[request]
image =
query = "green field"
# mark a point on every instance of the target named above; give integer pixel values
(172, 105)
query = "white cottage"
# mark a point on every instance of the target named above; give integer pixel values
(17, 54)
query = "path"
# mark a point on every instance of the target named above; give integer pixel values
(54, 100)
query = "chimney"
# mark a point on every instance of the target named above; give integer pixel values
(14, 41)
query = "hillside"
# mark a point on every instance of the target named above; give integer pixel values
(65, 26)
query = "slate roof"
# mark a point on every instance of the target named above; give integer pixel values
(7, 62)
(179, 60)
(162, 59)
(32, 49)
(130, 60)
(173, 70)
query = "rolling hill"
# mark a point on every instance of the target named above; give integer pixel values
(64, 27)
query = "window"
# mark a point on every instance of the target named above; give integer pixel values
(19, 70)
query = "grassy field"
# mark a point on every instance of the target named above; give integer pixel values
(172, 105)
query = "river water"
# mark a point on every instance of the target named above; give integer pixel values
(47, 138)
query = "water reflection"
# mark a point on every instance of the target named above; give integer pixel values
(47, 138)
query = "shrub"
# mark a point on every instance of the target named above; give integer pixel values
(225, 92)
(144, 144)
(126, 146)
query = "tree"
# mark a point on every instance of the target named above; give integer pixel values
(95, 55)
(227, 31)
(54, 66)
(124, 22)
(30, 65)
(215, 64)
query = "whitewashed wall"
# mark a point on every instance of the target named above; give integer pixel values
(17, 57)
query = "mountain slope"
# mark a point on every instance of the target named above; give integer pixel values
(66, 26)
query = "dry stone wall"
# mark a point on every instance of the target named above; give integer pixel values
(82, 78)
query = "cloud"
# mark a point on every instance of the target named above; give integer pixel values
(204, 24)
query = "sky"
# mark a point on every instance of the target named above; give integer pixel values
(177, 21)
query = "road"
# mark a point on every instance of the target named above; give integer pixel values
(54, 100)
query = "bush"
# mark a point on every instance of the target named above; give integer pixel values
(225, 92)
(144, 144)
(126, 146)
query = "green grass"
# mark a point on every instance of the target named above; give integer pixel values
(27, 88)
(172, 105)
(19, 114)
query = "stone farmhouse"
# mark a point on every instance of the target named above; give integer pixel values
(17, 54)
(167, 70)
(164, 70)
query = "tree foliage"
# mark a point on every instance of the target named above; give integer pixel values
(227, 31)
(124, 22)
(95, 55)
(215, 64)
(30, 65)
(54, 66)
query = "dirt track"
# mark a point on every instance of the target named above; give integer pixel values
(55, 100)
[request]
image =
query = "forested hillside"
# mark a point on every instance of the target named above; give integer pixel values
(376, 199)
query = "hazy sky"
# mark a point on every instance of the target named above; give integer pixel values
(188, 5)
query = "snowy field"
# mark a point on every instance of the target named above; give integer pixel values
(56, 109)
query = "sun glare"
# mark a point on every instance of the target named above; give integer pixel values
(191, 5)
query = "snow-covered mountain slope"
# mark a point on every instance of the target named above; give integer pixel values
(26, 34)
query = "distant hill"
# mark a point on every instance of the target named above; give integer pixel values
::::::::
# Set problem
Copy the data above exactly. Every line must be included.

# Result for this exercise
[request]
image =
query = "green field"
# mark a point on every instance of the target named above; give integer pixel values
(172, 105)
query = "white cottage"
# mark a point on every instance of the target named above; give integer pixel values
(17, 54)
query = "path"
# mark a point on every instance of the target named above; give integer pixel values
(54, 100)
query = "chimney"
# mark a point on every instance of the target named above; give integer pixel values
(14, 41)
query = "hillside"
# mark a point on every instance of the target named above; give integer pixel values
(65, 26)
query = "slate roof"
# mark a point on every instance of the target named above; give integer pixel values
(7, 62)
(179, 60)
(162, 59)
(32, 49)
(130, 60)
(173, 70)
query = "rolling hill"
# mark a point on every instance of the target named above; give integer pixel values
(64, 27)
query = "window"
# mark a point on every instance of the target named above; give integer pixel values
(19, 70)
query = "grassy field"
# mark a point on every instance of the target named above; give integer pixel values
(172, 105)
query = "river water"
# mark a point on every instance of the target named above; give integer pixel values
(47, 138)
query = "water reflection"
# mark a point on every instance of the target named above; give integer pixel values
(47, 138)
query = "shrub"
# mark a point on every instance of the target named above; give integer pixel values
(225, 92)
(144, 144)
(126, 146)
query = "tree"
# mark a point on every instance of the target named above; give integer pixel values
(95, 55)
(227, 31)
(54, 66)
(124, 22)
(30, 65)
(215, 64)
query = "whitewashed wall"
# mark a point on every instance of the target named above; give integer pixel values
(17, 57)
query = "mountain slope"
# mark a point on every instance of the target named above; give integer pixel values
(66, 26)
query = "dry stone wall"
# mark a point on every instance of the target named above; give integer pixel values
(82, 78)
query = "cloud"
# mark a point on every instance of the target named above; give integer pixel values
(204, 24)
query = "sky"
# mark a point on every instance of the target named above; give integer pixel values
(177, 21)
query = "road"
# mark a point on every instance of the target named above; give integer pixel values
(54, 100)
query = "bush"
# mark a point on every instance of the target named above; give integer pixel values
(225, 92)
(144, 144)
(126, 146)
query = "green grass"
# mark a point on every instance of the target named above; give integer pixel values
(27, 88)
(172, 105)
(19, 114)
query = "stone farmhouse"
# mark a point on every instance of the target named above; give integer pixel values
(17, 54)
(167, 70)
(164, 70)
query = "tree foliage"
# mark a point on every instance of the target named above; give integer pixel values
(227, 31)
(124, 22)
(95, 55)
(215, 64)
(30, 65)
(54, 66)
query = "dirt track"
# mark a point on every instance of the target named above; give integer pixel values
(55, 100)
[request]
image =
query = "forested hillside"
# mark a point on every instance of the target named above; give integer pixel values
(376, 199)
query = "hazy sky"
# mark a point on every instance of the target named above; give integer pixel values
(188, 5)
query = "snowy field"
# mark a point on every instance of the target named above; give integer pixel values
(56, 109)
query = "sun glare"
# mark a point on every instance of the target named above; give integer pixel values
(191, 5)
query = "snow-covered mountain slope"
# mark a point on every instance of the target named above; give integer pixel values
(26, 34)
query = "distant hill"
# mark a point on every instance of the target named above; give integer pixel values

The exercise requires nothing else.